# [Information given]
begin

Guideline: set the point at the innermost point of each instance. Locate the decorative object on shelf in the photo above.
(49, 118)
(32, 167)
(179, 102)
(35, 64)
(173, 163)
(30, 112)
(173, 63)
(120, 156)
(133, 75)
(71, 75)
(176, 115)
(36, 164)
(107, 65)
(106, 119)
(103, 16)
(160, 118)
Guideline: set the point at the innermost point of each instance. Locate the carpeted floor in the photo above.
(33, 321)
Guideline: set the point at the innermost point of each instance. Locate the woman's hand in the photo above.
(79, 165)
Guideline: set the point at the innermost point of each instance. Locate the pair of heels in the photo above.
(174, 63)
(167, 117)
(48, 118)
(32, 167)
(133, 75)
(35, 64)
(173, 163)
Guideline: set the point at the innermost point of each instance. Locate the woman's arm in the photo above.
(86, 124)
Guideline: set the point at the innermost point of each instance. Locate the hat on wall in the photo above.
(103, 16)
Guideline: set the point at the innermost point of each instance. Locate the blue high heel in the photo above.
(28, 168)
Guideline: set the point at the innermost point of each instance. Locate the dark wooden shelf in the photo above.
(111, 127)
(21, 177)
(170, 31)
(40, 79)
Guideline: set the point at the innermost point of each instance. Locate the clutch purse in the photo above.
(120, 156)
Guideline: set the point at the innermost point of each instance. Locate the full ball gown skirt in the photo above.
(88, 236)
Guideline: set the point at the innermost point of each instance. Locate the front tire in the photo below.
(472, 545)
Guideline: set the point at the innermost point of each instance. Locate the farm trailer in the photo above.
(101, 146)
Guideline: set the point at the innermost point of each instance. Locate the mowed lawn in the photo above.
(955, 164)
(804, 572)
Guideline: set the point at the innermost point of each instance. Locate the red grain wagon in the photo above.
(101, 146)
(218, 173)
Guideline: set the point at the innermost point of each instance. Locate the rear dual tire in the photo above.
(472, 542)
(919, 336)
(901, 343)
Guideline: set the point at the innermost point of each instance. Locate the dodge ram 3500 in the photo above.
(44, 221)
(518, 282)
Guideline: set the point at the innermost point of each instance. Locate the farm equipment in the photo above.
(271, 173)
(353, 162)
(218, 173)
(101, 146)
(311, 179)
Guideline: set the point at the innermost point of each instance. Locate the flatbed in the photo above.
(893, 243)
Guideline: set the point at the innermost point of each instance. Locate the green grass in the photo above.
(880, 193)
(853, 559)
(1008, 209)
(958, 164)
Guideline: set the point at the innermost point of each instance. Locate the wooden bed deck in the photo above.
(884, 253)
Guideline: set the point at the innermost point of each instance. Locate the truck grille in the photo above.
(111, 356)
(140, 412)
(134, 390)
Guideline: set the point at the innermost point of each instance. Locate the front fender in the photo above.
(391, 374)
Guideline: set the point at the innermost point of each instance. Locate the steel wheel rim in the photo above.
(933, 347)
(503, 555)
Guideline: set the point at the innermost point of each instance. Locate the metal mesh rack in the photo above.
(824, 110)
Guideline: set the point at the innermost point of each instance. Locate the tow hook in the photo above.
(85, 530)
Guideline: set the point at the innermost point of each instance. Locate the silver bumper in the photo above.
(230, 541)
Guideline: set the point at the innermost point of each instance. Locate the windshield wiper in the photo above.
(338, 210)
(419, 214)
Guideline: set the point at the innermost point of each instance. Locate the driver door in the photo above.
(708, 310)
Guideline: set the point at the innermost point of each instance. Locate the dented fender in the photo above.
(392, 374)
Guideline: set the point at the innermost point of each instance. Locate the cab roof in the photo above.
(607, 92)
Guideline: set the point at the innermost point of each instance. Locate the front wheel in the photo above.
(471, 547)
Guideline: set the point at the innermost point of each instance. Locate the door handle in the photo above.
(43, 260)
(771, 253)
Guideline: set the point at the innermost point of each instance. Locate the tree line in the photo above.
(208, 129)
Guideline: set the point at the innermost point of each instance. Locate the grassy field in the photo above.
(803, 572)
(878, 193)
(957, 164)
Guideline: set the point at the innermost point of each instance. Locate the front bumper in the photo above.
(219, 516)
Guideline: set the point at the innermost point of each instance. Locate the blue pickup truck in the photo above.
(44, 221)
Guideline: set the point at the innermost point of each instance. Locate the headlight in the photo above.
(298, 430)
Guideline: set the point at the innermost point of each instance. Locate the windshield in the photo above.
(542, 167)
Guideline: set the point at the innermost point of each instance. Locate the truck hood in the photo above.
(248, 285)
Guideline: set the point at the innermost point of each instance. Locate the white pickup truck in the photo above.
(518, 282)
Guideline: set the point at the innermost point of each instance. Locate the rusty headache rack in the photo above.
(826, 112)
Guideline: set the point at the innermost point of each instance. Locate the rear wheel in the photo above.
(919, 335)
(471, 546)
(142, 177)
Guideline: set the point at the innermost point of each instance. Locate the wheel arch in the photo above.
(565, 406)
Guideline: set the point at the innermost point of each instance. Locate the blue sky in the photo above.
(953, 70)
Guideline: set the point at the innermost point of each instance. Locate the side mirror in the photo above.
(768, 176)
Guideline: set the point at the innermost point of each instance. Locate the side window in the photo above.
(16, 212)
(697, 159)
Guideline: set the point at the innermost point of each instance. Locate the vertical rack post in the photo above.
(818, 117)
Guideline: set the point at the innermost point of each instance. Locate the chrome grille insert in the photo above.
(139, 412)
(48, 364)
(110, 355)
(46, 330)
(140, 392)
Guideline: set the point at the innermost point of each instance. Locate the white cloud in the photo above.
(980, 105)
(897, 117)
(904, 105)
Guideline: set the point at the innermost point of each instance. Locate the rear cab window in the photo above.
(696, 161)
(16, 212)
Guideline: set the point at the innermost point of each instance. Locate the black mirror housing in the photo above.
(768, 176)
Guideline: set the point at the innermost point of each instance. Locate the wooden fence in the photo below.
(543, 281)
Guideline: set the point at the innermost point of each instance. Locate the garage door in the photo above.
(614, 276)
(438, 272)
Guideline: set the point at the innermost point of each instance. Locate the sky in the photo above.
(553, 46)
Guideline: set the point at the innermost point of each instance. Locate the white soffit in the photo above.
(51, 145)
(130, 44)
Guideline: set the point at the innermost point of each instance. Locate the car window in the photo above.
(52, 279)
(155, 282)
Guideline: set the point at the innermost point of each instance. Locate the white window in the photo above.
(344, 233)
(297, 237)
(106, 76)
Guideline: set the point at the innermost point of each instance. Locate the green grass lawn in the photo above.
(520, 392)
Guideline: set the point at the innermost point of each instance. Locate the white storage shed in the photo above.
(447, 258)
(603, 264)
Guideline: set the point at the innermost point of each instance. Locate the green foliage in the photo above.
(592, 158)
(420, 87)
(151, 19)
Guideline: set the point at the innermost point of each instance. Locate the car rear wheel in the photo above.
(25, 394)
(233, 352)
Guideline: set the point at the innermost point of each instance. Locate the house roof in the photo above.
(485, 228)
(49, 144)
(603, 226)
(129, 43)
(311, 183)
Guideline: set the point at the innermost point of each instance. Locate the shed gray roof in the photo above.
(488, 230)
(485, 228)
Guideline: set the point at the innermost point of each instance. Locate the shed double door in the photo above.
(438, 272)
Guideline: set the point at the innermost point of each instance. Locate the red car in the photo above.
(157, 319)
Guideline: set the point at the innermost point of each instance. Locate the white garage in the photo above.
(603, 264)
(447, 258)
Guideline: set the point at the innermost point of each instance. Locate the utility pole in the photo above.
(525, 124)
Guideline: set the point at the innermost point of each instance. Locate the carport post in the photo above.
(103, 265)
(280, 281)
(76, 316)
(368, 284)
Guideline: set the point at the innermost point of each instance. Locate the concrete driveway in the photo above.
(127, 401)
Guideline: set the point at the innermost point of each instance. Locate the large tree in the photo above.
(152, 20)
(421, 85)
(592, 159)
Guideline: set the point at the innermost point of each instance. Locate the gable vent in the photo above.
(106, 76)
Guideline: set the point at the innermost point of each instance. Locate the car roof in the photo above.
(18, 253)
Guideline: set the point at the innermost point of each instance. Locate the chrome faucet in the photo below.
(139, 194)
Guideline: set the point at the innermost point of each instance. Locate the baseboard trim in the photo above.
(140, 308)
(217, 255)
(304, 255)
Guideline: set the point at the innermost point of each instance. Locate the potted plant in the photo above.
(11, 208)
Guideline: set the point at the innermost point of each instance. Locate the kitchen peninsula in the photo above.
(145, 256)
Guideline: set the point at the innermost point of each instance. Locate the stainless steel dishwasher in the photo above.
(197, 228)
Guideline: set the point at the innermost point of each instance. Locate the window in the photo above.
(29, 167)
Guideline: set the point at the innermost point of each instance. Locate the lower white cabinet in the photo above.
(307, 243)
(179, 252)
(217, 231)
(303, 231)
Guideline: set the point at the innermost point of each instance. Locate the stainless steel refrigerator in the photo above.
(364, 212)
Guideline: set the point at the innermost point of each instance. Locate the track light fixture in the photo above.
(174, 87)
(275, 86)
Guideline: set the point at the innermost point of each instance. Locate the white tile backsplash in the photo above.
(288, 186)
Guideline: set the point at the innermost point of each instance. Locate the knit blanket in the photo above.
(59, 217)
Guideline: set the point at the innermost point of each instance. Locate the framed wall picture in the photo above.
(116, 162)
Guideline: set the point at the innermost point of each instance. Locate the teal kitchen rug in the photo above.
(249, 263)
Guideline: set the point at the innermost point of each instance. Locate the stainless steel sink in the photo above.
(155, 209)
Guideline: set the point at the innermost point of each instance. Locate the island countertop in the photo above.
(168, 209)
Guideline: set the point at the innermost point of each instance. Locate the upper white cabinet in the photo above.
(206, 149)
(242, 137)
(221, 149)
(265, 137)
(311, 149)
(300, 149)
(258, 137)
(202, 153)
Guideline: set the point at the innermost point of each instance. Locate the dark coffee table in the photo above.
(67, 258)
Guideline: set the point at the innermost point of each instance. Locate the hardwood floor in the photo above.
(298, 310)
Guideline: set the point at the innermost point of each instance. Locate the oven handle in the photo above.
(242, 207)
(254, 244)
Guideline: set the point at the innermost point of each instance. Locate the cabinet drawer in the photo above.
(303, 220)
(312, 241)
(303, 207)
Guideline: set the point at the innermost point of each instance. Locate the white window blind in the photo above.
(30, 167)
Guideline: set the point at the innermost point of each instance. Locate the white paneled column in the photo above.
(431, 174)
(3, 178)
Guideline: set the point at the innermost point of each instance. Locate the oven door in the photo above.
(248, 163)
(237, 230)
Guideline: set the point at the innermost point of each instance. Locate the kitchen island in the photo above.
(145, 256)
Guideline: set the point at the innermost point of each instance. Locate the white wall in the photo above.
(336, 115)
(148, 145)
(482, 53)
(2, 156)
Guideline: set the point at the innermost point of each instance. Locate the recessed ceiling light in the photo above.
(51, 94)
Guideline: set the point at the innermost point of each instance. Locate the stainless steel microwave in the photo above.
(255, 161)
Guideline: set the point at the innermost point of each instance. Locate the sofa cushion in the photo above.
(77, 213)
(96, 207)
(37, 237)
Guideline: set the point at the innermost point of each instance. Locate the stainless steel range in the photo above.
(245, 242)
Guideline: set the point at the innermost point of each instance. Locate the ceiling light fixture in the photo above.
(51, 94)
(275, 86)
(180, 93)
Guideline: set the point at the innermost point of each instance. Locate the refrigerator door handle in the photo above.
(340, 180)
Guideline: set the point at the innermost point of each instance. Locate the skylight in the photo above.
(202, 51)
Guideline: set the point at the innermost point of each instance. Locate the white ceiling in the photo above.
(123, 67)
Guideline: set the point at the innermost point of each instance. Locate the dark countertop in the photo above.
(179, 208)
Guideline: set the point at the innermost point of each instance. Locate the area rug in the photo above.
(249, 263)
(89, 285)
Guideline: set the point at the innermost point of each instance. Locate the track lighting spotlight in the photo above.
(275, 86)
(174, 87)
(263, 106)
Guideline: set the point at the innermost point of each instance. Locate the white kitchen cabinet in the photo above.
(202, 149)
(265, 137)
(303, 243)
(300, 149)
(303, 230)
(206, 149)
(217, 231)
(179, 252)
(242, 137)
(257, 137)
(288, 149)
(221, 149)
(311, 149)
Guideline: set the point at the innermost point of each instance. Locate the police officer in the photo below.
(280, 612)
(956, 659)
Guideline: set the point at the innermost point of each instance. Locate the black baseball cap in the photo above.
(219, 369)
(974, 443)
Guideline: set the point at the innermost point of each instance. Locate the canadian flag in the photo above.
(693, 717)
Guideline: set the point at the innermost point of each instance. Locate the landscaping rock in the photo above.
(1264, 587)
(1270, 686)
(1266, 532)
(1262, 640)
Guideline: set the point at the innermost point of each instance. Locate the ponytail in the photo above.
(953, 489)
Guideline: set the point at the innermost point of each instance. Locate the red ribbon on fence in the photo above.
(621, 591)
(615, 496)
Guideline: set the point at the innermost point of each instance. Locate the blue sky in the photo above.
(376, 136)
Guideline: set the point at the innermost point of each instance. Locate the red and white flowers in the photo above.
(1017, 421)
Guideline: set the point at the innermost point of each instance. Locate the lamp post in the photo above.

end

# [Goal]
Starting with the line that contains "officer in the photo below.", repeat each line through the last one exactly as it appears. Include both ends and nothing more.

# [Task output]
Guideline: set the point at the innermost point of each instance. Locate the police officer in the photo below.
(280, 612)
(956, 659)
Guideline: set the point at the innermost point of each instance. Locate the black baseball cap in the photo above.
(219, 369)
(974, 443)
Guideline: set the point at the innermost point of each instance. Locate the canadian flag in the photo above.
(693, 717)
Guideline: set the point at the innermost point of each instance. Locate the landscaping rock in the photo above.
(1264, 587)
(1270, 686)
(1266, 532)
(1262, 640)
Guideline: set the point at the innermost point of each instance. Locate the ponytail in the photo above.
(953, 489)
Guideline: set the point at the innermost point of each instance. Locate the red ribbon on fence in the photo above.
(621, 591)
(615, 496)
Guideline: set the point at the innermost point of each instance. Locate the blue sky in the photo above.
(376, 136)
Guideline: set the point at the innermost point of each instance. Locate the red and white flowers in the photo above.
(1017, 421)
Guideline: set the point at the innermost point of each instance. Locate the lamp post in the photo above.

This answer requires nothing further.